> **Free-text object descriptions**:
<<<<
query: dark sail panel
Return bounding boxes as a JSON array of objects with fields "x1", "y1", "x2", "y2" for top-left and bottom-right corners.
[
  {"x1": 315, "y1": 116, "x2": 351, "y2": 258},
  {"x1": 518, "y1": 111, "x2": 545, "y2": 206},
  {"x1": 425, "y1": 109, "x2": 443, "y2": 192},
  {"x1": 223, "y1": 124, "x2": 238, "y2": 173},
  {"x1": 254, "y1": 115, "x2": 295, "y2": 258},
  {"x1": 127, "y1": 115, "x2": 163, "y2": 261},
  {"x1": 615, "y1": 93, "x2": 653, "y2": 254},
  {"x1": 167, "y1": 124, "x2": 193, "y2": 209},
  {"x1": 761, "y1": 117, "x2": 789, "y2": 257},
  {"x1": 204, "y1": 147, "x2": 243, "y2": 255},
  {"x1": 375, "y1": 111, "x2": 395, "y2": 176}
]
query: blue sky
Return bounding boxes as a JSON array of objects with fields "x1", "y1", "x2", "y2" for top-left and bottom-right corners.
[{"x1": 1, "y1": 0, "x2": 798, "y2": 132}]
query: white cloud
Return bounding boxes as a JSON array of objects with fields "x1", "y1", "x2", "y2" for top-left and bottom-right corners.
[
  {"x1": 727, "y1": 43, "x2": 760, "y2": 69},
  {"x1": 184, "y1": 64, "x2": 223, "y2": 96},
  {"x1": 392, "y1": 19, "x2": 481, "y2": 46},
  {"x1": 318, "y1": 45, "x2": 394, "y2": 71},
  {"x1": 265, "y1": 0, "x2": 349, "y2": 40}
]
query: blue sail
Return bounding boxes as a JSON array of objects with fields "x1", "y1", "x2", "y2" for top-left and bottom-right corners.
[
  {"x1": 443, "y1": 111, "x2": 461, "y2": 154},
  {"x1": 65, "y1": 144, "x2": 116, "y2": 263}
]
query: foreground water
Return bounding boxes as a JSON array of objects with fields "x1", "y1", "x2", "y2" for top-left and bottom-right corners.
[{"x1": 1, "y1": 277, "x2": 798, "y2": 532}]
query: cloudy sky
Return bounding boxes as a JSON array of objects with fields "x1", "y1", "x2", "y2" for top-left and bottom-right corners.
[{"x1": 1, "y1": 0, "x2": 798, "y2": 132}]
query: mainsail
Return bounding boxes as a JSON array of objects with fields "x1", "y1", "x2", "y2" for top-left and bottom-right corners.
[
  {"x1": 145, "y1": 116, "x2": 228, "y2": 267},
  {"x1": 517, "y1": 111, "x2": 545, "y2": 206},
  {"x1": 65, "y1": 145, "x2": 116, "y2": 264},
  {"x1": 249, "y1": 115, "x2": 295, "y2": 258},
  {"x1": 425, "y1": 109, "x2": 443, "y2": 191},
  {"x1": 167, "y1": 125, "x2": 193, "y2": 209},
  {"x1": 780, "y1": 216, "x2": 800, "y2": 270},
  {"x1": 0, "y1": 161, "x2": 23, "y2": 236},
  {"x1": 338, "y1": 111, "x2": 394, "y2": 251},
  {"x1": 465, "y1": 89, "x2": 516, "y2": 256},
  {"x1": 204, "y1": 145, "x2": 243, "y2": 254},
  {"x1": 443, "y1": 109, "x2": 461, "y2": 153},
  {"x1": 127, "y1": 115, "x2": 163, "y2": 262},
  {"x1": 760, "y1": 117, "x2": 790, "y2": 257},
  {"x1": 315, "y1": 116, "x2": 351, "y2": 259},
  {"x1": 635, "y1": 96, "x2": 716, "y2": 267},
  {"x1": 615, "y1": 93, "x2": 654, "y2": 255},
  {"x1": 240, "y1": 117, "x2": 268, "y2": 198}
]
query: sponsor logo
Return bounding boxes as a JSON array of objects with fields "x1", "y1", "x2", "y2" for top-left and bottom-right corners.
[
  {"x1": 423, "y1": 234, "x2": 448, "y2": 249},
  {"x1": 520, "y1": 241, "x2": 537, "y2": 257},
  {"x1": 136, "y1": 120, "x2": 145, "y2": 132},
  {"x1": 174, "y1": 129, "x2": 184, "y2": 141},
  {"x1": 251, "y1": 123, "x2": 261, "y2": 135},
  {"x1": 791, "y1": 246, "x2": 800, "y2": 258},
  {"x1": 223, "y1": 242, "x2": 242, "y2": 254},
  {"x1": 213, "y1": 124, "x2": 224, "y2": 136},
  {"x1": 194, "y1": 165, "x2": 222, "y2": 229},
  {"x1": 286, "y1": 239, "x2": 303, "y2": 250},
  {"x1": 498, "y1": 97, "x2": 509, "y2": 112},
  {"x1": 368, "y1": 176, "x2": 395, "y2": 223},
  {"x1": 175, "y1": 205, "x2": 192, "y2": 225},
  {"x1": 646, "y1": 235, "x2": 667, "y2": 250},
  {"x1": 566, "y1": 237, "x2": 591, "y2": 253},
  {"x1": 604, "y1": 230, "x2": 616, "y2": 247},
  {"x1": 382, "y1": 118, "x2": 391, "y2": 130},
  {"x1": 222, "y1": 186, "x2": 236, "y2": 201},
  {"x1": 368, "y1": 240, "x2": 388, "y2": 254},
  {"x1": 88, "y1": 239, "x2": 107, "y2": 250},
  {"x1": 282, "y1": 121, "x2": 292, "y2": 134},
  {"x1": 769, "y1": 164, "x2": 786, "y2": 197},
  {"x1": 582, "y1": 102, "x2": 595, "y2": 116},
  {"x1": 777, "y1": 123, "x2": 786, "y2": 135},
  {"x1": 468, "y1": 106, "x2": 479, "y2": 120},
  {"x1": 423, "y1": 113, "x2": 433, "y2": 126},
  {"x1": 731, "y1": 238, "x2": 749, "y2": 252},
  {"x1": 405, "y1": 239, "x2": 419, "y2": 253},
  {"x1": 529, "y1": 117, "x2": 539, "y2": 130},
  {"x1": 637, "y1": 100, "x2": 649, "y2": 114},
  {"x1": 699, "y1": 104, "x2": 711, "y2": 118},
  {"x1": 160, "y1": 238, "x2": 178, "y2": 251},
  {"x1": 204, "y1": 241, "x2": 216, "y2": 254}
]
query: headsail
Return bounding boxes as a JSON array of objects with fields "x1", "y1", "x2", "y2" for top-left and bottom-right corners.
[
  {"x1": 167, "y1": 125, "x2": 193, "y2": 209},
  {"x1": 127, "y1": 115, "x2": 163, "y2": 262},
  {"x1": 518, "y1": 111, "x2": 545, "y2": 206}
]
>>>>
Which lines above hold the string "query"? Please copy all of them.

query: dark sail panel
query: blue sky
query: white cloud
query: blue sail
query: foreground water
query: cloudy sky
query: mainsail
query: sponsor logo
query: headsail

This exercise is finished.